Fragmento de página:
* * * * *

¿Puedo acaso encontrarme si no hay nada qué descubrir en mí?
El que se niega a perderse, tampoco conseguirá encontrarse jamás. Así que quiero perderme.

lunes, 9 de abril de 2012

EL PASEO PRESENTE DE ROBERT WALSER

Luis Carlos Ayarza


ROBERT WALSER


Pasear con cierto ritmo. Con una lentitud moderada dispuesta a recibir lo que el paisaje tiene para dar, mientras el pensamiento se destila en memorias, ideas y obsesiones, o sencillamente se queda suspendido en una amable pereza. Pasear es de alguna manera hacer propio el tiempo. Caminar es también a veces una forma de escribir. La escritura que surge en medio o a partir de los paseos, aquella que narra los desplazamientos, tiene la virtud de producir una simultaneidad, pues la lectura realizada a esta clase de escrituras ocurre también sobre la marcha. Mientras se lee, de alguna manera también se pasea con el escritor.

* * * * *

Instrucción dada 1:
Según el ensayo sobre el paseo de Robert Walser, ¿qué virtud tiene la escritura que narra los desplazamientos?
Instrucción dada 2:
Prosigue el ensayo sobre el paseo de Robert Walser a partir del punto en que termina.

Extracto del conjunto de datos:

* * * * *

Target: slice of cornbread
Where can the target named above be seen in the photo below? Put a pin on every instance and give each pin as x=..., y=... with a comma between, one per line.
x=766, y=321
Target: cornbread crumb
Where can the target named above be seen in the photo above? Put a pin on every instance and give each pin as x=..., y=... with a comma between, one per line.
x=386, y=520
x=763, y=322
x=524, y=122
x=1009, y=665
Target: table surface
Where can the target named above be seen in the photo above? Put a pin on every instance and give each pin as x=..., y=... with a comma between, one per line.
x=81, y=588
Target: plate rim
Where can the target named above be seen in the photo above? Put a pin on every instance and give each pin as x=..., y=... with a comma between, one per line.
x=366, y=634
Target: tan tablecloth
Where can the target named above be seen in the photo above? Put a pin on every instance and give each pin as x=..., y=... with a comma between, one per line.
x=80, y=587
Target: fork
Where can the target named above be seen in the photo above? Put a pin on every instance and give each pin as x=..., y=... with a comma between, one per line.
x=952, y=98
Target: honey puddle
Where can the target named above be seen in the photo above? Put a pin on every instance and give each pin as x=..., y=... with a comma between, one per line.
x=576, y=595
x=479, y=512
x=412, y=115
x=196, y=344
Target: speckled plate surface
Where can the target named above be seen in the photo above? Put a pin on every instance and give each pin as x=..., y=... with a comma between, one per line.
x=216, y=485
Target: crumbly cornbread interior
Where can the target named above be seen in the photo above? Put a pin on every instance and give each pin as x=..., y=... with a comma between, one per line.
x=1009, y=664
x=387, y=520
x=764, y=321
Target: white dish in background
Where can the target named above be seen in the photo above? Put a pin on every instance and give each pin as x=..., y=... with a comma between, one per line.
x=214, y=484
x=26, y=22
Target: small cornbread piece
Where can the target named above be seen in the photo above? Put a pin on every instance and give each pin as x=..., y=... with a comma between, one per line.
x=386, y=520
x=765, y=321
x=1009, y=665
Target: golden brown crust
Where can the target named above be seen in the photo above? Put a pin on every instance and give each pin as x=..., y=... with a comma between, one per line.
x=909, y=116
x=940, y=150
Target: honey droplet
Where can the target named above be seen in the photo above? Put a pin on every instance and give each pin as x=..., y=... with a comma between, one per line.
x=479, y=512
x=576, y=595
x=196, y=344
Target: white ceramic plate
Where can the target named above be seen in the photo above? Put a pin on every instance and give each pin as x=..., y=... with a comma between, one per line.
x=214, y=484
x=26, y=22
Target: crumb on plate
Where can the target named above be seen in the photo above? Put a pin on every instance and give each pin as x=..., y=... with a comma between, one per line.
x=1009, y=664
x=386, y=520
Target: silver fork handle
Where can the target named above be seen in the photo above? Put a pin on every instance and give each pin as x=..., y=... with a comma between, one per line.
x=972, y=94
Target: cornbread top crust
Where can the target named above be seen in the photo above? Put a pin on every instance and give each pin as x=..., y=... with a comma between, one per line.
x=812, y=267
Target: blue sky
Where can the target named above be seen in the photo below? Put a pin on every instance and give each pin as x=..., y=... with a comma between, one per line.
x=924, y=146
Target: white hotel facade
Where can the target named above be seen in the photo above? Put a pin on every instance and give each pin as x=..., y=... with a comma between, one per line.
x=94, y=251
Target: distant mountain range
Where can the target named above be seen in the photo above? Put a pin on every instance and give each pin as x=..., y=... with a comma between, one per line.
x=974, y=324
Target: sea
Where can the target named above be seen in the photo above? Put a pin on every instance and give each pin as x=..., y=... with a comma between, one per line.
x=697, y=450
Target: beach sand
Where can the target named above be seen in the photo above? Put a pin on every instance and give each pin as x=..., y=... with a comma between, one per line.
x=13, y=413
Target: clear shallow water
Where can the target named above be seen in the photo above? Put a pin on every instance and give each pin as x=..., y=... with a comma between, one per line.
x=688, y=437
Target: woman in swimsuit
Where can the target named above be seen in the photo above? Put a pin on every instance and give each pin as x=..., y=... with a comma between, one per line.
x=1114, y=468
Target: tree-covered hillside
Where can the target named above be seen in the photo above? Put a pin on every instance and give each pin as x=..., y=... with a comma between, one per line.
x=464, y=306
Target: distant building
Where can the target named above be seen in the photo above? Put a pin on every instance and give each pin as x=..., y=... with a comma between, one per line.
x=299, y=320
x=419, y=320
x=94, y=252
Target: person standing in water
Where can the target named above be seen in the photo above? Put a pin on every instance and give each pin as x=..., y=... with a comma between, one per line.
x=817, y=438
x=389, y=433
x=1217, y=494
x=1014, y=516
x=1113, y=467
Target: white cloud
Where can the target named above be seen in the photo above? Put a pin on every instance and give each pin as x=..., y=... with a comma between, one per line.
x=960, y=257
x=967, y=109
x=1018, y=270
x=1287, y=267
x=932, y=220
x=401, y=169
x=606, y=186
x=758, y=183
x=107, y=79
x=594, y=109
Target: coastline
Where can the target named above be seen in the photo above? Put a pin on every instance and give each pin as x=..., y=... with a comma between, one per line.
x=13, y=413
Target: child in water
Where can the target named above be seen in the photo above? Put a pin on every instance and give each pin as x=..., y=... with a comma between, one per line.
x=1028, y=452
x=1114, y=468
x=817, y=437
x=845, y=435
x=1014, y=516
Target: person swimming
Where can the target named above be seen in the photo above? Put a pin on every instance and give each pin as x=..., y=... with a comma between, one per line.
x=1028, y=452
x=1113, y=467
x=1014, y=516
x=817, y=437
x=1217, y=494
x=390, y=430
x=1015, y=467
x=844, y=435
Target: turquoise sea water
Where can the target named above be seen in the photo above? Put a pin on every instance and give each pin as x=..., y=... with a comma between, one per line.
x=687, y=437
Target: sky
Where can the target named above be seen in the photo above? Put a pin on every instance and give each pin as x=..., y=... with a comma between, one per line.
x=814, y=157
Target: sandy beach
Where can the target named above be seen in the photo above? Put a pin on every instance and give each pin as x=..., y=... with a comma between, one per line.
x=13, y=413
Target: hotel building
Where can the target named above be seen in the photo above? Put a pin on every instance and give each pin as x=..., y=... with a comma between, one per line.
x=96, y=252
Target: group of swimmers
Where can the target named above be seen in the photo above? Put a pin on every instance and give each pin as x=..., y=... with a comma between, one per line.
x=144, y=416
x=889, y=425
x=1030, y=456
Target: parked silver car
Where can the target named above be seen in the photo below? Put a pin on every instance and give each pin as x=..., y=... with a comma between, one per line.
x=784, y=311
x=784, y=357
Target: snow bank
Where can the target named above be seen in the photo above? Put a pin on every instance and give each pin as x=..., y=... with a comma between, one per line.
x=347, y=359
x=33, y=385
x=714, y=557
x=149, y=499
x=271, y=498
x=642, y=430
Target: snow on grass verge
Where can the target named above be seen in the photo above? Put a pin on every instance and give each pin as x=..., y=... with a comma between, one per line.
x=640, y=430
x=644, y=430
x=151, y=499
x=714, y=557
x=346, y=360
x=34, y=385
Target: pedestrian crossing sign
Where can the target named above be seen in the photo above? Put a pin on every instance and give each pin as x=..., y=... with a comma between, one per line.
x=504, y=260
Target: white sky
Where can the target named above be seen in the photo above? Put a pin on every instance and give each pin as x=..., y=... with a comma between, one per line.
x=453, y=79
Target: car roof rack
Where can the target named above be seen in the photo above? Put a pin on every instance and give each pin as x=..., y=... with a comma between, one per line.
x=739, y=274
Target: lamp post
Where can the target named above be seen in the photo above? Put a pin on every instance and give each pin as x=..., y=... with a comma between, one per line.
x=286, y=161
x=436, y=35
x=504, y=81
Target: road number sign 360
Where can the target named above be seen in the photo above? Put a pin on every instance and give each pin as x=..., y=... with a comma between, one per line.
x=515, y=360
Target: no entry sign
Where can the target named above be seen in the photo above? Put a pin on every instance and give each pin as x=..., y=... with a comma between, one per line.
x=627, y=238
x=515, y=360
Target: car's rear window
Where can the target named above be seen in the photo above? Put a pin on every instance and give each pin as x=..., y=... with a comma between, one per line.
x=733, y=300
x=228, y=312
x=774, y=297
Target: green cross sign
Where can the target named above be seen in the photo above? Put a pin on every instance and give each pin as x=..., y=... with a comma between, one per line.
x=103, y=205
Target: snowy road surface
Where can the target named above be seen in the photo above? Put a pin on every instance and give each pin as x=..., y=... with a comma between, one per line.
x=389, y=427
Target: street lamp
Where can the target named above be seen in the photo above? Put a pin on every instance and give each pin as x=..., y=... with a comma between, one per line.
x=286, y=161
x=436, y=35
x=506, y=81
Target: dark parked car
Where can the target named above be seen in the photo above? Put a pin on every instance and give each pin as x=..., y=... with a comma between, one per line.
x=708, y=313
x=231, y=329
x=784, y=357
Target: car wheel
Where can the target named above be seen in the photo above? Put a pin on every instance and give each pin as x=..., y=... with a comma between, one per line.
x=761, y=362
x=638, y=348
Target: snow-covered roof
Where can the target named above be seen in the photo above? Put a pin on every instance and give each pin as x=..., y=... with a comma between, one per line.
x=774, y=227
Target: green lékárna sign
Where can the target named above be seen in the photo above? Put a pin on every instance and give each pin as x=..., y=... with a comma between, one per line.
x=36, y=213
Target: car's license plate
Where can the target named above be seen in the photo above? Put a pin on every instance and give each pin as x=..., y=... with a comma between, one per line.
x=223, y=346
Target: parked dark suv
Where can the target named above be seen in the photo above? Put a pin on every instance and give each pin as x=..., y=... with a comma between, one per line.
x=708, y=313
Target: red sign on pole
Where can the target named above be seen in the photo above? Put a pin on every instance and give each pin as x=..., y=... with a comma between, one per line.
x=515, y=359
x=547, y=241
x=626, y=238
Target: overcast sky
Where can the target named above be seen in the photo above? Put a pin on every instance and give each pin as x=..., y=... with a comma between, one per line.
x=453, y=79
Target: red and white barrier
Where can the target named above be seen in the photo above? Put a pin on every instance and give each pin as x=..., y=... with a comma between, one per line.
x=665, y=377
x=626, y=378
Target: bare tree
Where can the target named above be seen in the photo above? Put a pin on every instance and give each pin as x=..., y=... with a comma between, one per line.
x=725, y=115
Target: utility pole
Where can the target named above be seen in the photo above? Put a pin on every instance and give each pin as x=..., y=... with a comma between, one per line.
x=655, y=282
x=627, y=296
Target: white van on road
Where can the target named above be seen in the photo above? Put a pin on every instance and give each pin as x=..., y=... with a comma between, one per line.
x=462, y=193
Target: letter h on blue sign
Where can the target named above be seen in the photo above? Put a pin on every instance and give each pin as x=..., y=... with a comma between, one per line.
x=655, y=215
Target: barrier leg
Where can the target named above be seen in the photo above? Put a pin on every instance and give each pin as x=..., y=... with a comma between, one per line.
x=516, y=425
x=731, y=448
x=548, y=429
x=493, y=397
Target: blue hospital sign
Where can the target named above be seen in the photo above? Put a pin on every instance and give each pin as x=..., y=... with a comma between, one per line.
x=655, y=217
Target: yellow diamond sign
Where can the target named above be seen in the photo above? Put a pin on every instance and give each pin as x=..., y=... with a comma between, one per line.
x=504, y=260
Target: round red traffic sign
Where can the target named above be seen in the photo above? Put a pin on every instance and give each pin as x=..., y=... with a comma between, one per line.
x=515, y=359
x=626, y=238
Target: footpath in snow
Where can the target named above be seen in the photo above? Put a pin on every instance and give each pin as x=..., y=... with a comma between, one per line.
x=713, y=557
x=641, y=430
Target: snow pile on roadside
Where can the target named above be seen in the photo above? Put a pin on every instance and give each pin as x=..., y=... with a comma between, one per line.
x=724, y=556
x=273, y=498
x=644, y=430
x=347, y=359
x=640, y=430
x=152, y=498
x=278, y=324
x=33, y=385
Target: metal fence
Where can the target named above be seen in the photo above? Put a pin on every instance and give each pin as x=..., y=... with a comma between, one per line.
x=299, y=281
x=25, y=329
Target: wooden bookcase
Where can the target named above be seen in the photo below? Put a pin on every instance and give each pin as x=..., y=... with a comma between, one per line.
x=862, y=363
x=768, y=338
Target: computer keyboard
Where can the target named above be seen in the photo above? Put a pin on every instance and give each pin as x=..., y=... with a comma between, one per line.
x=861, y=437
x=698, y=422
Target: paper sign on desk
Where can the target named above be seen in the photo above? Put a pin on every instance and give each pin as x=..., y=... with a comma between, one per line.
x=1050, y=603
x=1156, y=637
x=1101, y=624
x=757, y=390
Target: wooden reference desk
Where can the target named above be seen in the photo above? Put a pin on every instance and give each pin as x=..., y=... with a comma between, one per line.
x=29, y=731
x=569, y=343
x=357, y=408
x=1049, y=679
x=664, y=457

* * * * *

Respuesta escrita 1:
Tiene la virtud de producir una simultaneidad, pues su lectura ocurre también sobre la marcha.

Respuesta escrita 2:
Robert Walser publica El Paseo (Der Spaziergang en el original alemán) en 1917. El libro inicia así: “Declaro que una hermosa mañana, ya no sé exactamente a qué hora como me vino en gana dar un paseo, me planté el sombrero en la cabeza, abandoné el cuarto de los escritos o de los espíritus y bajé para salir a buen paso a la calle.” Cuando el poeta –presumiblemente el mismo Walser– va caminado por las calles amplias sobre las que se posa un sol liviano y alegre, se tiene la sensación de que la marcha es la que pone en movimiento el mundo y le otorga al paisaje su tercera y cuarta dimensión. El paseo va revelando los matices del alma no sólo de aquél que reflexiona mientras camina sino también de los personajes que el paseante encuentra mientras se desplaza afablemente, casi flotando sobre el espacio.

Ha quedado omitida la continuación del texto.